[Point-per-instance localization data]
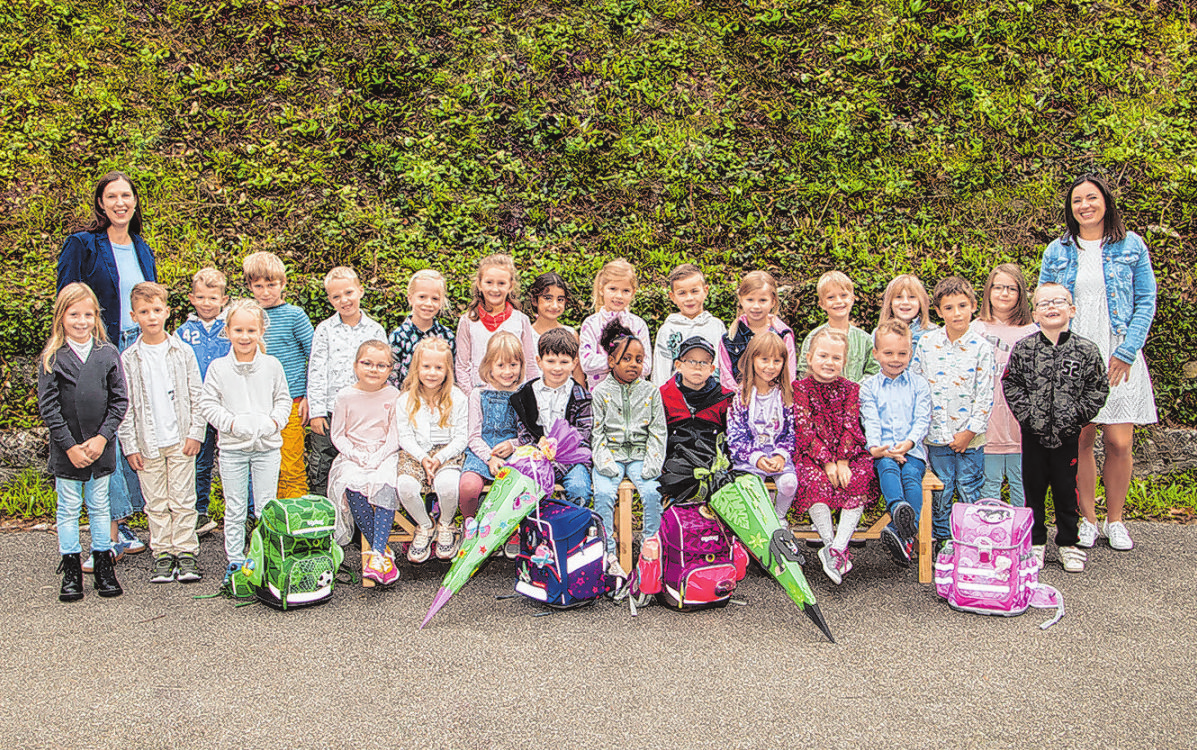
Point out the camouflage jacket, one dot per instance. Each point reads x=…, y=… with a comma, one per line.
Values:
x=1055, y=390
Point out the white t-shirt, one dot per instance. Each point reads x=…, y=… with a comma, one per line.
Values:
x=160, y=388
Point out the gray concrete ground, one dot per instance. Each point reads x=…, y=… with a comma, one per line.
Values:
x=158, y=669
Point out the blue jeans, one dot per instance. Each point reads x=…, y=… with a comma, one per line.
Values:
x=576, y=483
x=901, y=481
x=72, y=494
x=204, y=461
x=123, y=487
x=998, y=465
x=607, y=487
x=236, y=470
x=962, y=474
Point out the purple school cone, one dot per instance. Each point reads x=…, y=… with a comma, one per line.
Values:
x=512, y=495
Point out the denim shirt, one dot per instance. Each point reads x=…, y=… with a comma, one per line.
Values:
x=1130, y=286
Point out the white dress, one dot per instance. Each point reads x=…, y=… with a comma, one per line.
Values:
x=1134, y=401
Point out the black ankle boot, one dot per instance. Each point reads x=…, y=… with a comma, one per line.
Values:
x=72, y=578
x=105, y=578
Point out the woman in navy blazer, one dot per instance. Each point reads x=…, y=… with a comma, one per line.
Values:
x=110, y=257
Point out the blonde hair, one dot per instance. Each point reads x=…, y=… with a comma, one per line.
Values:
x=911, y=285
x=826, y=333
x=250, y=308
x=149, y=291
x=619, y=268
x=834, y=279
x=751, y=282
x=442, y=398
x=70, y=296
x=498, y=260
x=263, y=266
x=1021, y=312
x=893, y=327
x=766, y=345
x=341, y=273
x=210, y=278
x=503, y=346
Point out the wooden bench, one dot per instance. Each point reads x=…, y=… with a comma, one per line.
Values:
x=406, y=531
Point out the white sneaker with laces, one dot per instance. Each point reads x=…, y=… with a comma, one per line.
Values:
x=1119, y=538
x=1073, y=559
x=1038, y=550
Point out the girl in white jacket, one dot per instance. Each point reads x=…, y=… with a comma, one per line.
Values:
x=245, y=398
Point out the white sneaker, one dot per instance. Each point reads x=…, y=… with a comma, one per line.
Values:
x=1119, y=538
x=1073, y=559
x=830, y=565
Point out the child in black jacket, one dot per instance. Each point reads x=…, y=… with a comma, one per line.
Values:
x=1055, y=384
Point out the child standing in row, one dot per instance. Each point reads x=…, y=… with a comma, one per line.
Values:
x=613, y=293
x=247, y=398
x=895, y=412
x=365, y=433
x=493, y=436
x=958, y=364
x=330, y=367
x=1004, y=319
x=629, y=437
x=687, y=291
x=493, y=306
x=554, y=396
x=757, y=308
x=425, y=298
x=287, y=339
x=836, y=298
x=1056, y=383
x=80, y=396
x=906, y=300
x=202, y=331
x=760, y=428
x=433, y=427
x=832, y=461
x=162, y=433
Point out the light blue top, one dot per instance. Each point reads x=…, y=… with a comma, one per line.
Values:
x=128, y=270
x=289, y=339
x=895, y=409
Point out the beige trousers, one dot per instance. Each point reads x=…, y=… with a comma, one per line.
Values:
x=168, y=485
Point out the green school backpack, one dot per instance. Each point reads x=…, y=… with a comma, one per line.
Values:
x=292, y=556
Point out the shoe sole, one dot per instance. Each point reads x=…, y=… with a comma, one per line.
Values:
x=905, y=520
x=895, y=547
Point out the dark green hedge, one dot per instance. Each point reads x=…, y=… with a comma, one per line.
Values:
x=874, y=136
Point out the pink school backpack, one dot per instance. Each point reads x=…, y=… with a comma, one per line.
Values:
x=988, y=567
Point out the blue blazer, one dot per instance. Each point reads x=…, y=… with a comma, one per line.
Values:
x=87, y=257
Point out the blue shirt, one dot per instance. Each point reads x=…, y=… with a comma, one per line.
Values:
x=128, y=272
x=897, y=409
x=289, y=339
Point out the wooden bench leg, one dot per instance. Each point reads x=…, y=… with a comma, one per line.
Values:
x=624, y=524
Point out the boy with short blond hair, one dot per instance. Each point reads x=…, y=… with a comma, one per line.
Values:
x=289, y=339
x=687, y=290
x=1055, y=384
x=330, y=366
x=202, y=331
x=959, y=366
x=837, y=294
x=162, y=433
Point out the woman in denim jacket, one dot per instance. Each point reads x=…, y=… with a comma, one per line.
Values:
x=1109, y=272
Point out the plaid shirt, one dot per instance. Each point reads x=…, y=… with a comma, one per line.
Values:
x=403, y=340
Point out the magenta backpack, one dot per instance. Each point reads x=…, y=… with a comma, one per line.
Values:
x=700, y=560
x=988, y=567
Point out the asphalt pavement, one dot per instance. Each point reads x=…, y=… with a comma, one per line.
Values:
x=157, y=668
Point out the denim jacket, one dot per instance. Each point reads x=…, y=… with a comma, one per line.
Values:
x=1130, y=286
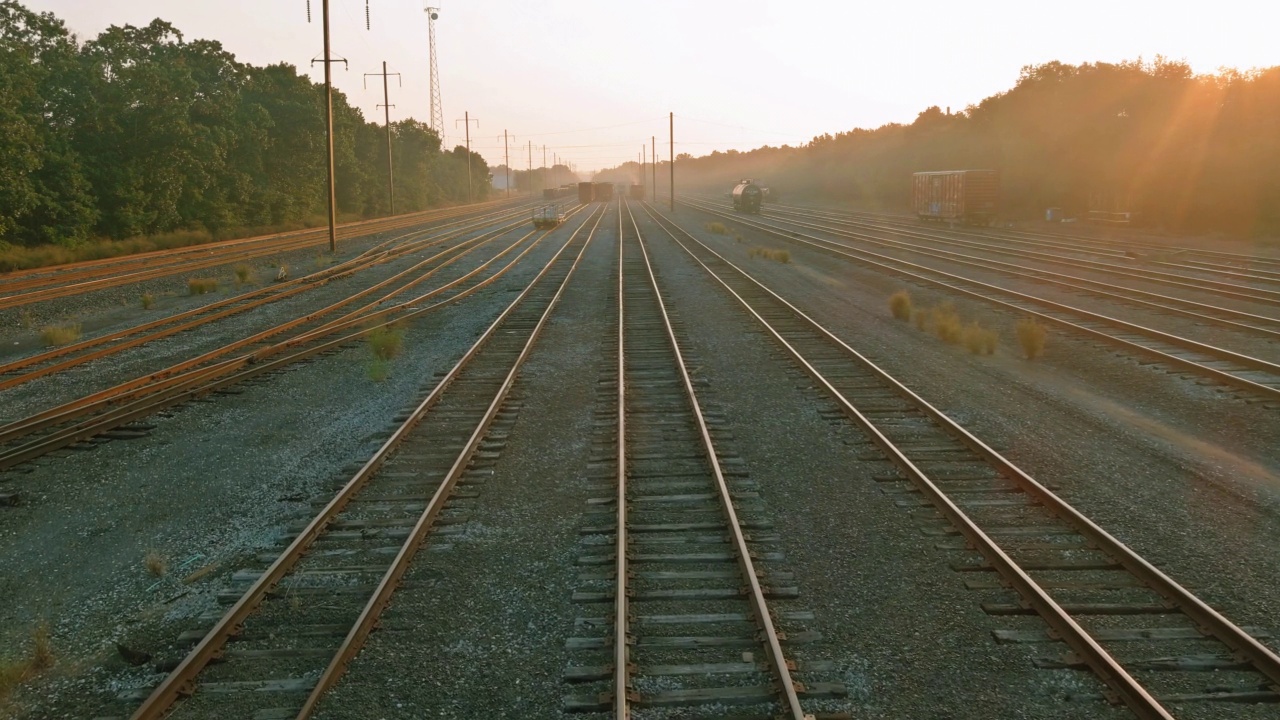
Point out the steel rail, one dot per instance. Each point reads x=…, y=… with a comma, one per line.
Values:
x=181, y=680
x=1229, y=290
x=622, y=666
x=110, y=277
x=205, y=379
x=1262, y=659
x=355, y=639
x=222, y=309
x=755, y=591
x=174, y=373
x=859, y=255
x=1098, y=245
x=1095, y=287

# What to produce
Every line above in which the word "school" occurs needs to be copied.

# Reply to the exercise
Point out the purple school cone, one dot per instance. Each point reads x=…, y=… with a comma, one per line.
Point out the green school backpack, one dot per instance. Each point reads x=…, y=… with a comma, one per line.
Point out the pink school backpack, one dot per instance. Each point reads x=…, y=… with a comma, one per line.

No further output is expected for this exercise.